## Documento de origem:
RESISTÊNCIA SANTA DE FIRMINO ROCHA – Cyro de Mattos


Resistência Santa  de Firmino Rocha

Cyro de Mattos

                                        

                O épico apresenta, o lírico lembra, o dramático articula mundos interiores que resultam de atritos e conflitos na cadência crítica da vida. O lirismo e o sentimento do amor andam juntos, como  podem ser vistos na tradição da poesia ibérica. Na sua maneira íntima, de permanente emotividade, o lírico procede como quem recorda ou irrompe dos estados puros da paixão. O ouvido está atento para captar situações, auscultar seres e coisas, pulsações e frêmitos que correm no rio da vida. A mensagem é endereçada em muitos casos mais  aos ouvidos do que aos olhos. Não pretende deixar nada na escuridão e frieza. Seu estro murmura  nos acordes da  tristeza, adeus, agonia, lamento e grito.  Passado e  presente são auscultados  no presente para a sugestão r muitas vezes de um sentimento único: o amor.

                Em Firmino Rocha, poeta de expressão fácil,  verso de tonalidades leves,  um canto de amor emerge do eu lírico, ingênuo no modo de sentir o mundo. Ao fugir do real circundante, recheado de horas doloridas,  que os olhos não chegam a compreender, o transe imposto ao poeta  o impele para  outra paisagem, de aflição que atua como  âncora. Provoca uma poesia que,  mesmo dolorida na captura da vida,  flui com ternura. Acontece com forte apelo naqueles  poemas em que o fluxo lírico traduz   a angústia de ser  ante o mundo: os pesares permanecem em companhia  dos recônditos  por quem se vê ilha  em seu estar no mundo.

## Material apresentado:

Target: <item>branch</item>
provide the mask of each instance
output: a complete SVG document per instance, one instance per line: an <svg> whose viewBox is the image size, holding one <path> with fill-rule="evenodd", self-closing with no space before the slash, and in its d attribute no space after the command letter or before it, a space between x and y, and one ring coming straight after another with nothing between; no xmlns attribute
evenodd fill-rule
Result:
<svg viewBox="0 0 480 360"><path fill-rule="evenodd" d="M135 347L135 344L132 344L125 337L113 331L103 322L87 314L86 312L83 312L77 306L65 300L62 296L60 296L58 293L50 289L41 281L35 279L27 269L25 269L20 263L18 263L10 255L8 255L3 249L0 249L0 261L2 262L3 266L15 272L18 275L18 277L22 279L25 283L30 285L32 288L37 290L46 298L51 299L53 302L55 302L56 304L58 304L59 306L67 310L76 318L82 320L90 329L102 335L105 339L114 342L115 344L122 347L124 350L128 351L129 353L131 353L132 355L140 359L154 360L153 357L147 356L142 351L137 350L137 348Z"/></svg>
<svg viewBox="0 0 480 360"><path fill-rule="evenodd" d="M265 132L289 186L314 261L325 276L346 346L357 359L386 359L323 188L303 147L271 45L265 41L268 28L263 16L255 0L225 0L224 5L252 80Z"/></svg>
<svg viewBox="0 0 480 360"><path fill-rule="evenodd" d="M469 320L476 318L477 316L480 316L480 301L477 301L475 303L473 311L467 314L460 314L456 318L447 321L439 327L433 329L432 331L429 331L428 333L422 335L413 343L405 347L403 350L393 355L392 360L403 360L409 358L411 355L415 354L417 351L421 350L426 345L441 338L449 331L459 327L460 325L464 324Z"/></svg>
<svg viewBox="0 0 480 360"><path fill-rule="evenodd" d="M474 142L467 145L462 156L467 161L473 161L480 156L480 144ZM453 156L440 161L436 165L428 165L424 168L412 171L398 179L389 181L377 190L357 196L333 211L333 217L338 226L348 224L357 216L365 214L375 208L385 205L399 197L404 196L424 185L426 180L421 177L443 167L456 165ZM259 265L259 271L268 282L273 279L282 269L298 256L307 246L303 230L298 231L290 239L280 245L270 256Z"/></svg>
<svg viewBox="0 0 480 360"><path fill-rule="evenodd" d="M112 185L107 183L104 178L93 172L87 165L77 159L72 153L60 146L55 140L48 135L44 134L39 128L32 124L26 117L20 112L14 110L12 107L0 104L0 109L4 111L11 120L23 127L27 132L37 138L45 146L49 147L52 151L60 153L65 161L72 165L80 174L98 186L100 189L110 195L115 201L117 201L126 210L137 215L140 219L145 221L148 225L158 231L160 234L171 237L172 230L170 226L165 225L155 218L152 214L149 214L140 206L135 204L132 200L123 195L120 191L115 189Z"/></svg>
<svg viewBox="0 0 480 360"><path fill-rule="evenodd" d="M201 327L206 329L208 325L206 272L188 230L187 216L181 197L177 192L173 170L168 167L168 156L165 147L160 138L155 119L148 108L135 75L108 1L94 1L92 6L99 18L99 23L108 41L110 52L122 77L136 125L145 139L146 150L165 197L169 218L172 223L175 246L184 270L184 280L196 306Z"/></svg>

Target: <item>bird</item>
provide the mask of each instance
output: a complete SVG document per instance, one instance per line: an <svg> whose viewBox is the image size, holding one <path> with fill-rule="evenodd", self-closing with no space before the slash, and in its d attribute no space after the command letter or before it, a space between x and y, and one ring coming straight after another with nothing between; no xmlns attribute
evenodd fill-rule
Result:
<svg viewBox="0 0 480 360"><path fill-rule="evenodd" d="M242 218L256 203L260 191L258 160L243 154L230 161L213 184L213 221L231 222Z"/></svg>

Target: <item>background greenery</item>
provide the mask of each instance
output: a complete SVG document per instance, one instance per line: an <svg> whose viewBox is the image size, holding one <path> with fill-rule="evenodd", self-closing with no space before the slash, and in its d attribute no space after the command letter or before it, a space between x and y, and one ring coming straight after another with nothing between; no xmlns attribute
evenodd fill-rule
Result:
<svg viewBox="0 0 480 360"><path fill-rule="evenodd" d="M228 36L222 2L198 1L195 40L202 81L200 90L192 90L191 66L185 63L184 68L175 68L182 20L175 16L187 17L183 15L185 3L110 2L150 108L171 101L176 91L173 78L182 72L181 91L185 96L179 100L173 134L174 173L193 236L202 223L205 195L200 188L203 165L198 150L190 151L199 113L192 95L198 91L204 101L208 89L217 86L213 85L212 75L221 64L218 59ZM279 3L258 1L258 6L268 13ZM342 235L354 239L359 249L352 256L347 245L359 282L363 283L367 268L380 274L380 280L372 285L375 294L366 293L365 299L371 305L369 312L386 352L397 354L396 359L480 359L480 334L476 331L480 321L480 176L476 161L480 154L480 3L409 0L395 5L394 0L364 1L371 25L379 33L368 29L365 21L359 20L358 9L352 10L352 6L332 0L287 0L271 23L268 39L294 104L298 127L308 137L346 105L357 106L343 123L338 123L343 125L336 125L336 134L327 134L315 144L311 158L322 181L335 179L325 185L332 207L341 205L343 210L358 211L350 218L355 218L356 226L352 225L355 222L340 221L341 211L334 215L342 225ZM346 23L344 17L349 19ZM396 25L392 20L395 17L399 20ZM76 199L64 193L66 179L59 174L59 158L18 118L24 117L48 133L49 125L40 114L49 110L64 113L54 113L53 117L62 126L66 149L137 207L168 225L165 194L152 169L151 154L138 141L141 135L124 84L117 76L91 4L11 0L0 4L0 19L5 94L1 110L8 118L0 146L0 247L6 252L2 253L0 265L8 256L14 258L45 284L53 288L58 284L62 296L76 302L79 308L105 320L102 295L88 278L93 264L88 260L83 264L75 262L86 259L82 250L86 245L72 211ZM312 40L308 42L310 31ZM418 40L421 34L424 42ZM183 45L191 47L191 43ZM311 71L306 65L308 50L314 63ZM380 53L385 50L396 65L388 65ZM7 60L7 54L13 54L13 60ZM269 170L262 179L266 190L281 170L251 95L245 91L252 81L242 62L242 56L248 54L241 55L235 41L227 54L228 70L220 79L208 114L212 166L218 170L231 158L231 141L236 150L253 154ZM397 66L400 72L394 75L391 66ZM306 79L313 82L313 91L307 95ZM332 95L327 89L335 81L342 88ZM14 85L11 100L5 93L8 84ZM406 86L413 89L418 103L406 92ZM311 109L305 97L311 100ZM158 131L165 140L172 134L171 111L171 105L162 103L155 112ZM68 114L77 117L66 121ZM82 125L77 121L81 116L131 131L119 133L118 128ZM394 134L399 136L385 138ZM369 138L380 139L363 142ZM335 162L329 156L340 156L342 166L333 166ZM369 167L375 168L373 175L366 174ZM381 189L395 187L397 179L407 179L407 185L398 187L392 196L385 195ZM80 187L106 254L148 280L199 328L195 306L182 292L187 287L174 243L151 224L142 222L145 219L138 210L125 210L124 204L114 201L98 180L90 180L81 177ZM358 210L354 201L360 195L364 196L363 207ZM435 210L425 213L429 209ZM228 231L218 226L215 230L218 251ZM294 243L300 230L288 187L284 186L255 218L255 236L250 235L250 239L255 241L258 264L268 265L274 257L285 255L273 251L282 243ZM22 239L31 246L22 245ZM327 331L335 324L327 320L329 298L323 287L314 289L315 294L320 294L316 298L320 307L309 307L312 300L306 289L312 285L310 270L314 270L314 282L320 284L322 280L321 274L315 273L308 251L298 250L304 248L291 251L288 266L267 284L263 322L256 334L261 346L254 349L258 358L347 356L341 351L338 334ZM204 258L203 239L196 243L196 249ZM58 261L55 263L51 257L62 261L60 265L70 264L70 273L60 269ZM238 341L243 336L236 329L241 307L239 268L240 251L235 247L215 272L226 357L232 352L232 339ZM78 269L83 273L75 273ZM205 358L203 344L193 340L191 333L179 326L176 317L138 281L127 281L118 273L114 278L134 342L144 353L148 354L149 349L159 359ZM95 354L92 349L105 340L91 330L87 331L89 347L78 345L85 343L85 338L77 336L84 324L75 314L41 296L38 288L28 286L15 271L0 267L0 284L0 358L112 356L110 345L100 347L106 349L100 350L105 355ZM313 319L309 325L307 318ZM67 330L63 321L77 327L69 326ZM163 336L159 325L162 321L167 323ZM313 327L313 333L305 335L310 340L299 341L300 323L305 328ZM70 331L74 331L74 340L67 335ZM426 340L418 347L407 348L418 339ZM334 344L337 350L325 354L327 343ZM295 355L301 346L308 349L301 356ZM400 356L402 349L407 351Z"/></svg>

## Tarefas escritas:
[A] Segundo o texto sobre Firmino Rocha, o que anda junto na tradição da poesia ibérica?
[B] Transcreva, do texto sobre Firmino Rocha, o trecho que se abre com as palavras "Em Firmino Rocha, poeta" e se fecha com "estar no mundo.".
Os registros vêm de outra fonte.

## Respostas:
[A] O lirismo e o sentimento do amor.

[B]
Em Firmino Rocha, poeta de expressão fácil,  verso de tonalidades leves,  um canto de amor emerge do eu lírico, ingênuo no modo de sentir o mundo. Ao fugir do real circundante, recheado de horas doloridas,  que os olhos não chegam a compreender, o transe imposto ao poeta  o impele para  outra paisagem, de aflição que atua como  âncora. Provoca uma poesia que,  mesmo dolorida na captura da vida,  flui com ternura. Acontece com forte apelo naqueles  poemas em que o fluxo lírico traduz   a angústia de ser  ante o mundo: os pesares permanecem em companhia  dos recônditos  por quem se vê ilha  em seu estar no mundo.